* Stated goal
Print the data below verbatim, keeping every line unchanged.

* Labeled area outline data
"""

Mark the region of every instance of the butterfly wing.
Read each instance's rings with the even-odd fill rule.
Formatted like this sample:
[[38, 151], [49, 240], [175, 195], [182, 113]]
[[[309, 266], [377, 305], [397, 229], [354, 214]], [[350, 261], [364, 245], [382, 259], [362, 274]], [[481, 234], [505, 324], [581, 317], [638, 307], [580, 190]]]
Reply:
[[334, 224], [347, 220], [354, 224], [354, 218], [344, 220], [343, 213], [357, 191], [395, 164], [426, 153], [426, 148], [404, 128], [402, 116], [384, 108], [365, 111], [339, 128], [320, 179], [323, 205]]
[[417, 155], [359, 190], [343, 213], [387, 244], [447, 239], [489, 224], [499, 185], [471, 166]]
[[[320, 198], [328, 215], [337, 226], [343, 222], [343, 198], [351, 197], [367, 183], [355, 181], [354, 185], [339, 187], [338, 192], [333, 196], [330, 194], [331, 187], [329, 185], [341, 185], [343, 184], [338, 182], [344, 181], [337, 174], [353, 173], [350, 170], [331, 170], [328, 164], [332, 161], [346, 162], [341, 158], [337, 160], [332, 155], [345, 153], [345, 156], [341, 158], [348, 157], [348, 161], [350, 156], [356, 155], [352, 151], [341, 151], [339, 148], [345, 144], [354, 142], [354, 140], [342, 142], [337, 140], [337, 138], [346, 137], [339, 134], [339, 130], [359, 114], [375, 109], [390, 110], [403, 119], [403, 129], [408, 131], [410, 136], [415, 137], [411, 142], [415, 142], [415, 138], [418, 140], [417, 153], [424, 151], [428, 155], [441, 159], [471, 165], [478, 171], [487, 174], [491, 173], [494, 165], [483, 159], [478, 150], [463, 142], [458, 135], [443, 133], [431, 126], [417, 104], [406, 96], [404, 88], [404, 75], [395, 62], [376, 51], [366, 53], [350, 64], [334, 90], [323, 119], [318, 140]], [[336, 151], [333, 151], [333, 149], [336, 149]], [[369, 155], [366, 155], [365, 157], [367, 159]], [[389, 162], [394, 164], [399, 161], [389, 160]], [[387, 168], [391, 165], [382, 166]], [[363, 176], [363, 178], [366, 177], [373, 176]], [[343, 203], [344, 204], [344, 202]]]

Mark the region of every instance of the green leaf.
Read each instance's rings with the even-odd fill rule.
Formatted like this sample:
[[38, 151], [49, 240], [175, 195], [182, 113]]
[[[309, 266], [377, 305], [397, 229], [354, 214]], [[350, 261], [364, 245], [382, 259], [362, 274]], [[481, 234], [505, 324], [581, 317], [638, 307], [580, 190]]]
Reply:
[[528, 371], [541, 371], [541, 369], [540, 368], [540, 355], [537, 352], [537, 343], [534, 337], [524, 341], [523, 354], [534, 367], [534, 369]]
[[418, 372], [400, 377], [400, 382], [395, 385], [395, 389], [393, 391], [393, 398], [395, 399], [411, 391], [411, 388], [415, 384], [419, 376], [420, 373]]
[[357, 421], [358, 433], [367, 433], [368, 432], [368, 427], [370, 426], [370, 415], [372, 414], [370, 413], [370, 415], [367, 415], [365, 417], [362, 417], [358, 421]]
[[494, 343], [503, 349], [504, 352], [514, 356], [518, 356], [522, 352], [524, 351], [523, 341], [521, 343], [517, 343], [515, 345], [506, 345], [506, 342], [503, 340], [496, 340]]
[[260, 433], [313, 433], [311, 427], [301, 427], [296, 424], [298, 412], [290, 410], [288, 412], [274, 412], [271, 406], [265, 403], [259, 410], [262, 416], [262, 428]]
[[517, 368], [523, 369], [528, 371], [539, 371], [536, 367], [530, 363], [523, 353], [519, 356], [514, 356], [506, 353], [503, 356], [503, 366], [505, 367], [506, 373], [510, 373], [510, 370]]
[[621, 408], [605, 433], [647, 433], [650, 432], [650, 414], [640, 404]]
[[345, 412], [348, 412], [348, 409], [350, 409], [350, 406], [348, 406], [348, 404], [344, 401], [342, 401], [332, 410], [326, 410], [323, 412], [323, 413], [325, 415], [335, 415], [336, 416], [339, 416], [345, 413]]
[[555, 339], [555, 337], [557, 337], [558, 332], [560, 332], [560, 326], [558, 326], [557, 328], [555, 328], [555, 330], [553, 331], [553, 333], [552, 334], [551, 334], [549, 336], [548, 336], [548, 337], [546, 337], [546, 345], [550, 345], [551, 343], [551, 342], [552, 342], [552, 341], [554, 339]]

"""

* Solution
Mark the region of every instance of the butterfly wing.
Read each instance's rings with the even-odd fill rule.
Formatted like this sample:
[[38, 151], [49, 240], [175, 195], [182, 113]]
[[[309, 266], [377, 305], [397, 229], [354, 214]], [[350, 261], [364, 245], [382, 259], [362, 274]], [[481, 234], [505, 324], [581, 317], [638, 307], [580, 190]]]
Reply:
[[334, 224], [347, 220], [354, 224], [354, 218], [344, 220], [343, 213], [357, 191], [395, 164], [426, 153], [426, 148], [404, 128], [402, 116], [384, 108], [365, 111], [339, 128], [320, 179], [323, 205]]
[[417, 155], [359, 190], [343, 213], [387, 244], [447, 239], [489, 224], [499, 185], [471, 166]]
[[[320, 198], [328, 215], [337, 226], [343, 222], [343, 198], [351, 197], [367, 183], [355, 181], [354, 185], [339, 187], [338, 192], [333, 196], [330, 194], [331, 187], [329, 185], [341, 185], [343, 184], [338, 182], [344, 181], [337, 174], [353, 173], [350, 170], [331, 170], [328, 164], [332, 161], [346, 162], [341, 158], [337, 160], [332, 155], [345, 153], [345, 156], [341, 158], [348, 157], [348, 161], [350, 156], [356, 155], [352, 151], [341, 151], [339, 148], [345, 144], [354, 142], [354, 140], [342, 142], [337, 140], [337, 138], [346, 137], [339, 134], [339, 130], [359, 114], [375, 109], [390, 110], [403, 119], [403, 129], [408, 131], [410, 136], [415, 137], [411, 142], [415, 142], [415, 138], [418, 140], [417, 153], [424, 151], [428, 155], [441, 159], [471, 165], [478, 171], [487, 174], [491, 173], [494, 165], [483, 159], [478, 150], [463, 142], [458, 135], [443, 133], [431, 126], [417, 104], [406, 96], [404, 88], [404, 75], [395, 62], [376, 51], [366, 53], [350, 64], [334, 90], [323, 119], [318, 140]], [[336, 151], [333, 151], [333, 149], [336, 149]], [[369, 155], [366, 155], [365, 157], [367, 159]], [[389, 162], [394, 164], [399, 161], [389, 160]], [[387, 168], [391, 165], [382, 166]], [[363, 176], [363, 178], [366, 177], [373, 176]], [[343, 203], [344, 204], [344, 202]]]

Mark the region of every instance of the green leaf.
Read each instance's rings with the even-odd fill rule.
Formatted like this sample:
[[38, 151], [49, 240], [175, 195], [182, 113]]
[[[309, 266], [377, 305], [397, 229], [354, 214]], [[350, 261], [364, 245], [382, 259], [362, 274]], [[481, 234], [505, 324], [581, 317], [638, 307], [580, 190]]]
Reply:
[[528, 371], [541, 371], [541, 369], [540, 368], [540, 355], [537, 352], [537, 343], [534, 337], [524, 341], [523, 354], [534, 367], [534, 369]]
[[418, 372], [400, 377], [400, 382], [395, 385], [395, 389], [393, 391], [393, 398], [395, 399], [411, 391], [411, 388], [415, 384], [419, 376], [420, 373]]
[[357, 421], [358, 433], [367, 433], [368, 432], [368, 427], [370, 426], [370, 415], [372, 414], [370, 413], [370, 415], [367, 415], [365, 417], [362, 417], [358, 421]]
[[494, 343], [503, 349], [504, 352], [514, 356], [518, 356], [522, 352], [524, 351], [523, 341], [521, 343], [517, 343], [515, 345], [506, 345], [506, 342], [503, 340], [496, 340]]
[[260, 433], [313, 433], [311, 427], [301, 427], [296, 424], [298, 412], [290, 410], [288, 412], [274, 412], [271, 406], [265, 403], [259, 410], [262, 416], [262, 428]]
[[517, 368], [523, 369], [528, 371], [539, 371], [536, 367], [530, 363], [523, 353], [519, 356], [514, 356], [506, 353], [503, 356], [503, 366], [505, 367], [506, 373], [510, 373], [510, 370]]
[[621, 408], [605, 433], [647, 433], [650, 432], [650, 414], [640, 404]]
[[345, 412], [348, 412], [348, 409], [350, 409], [350, 406], [348, 406], [348, 404], [344, 401], [342, 401], [332, 410], [326, 410], [323, 412], [323, 413], [325, 415], [335, 415], [336, 416], [339, 416], [345, 413]]
[[555, 339], [555, 337], [557, 337], [558, 332], [560, 332], [560, 326], [558, 326], [557, 328], [555, 328], [555, 330], [553, 331], [553, 333], [552, 334], [551, 334], [549, 336], [548, 336], [548, 337], [546, 337], [546, 345], [550, 345], [551, 343], [551, 342], [552, 342], [552, 341], [554, 339]]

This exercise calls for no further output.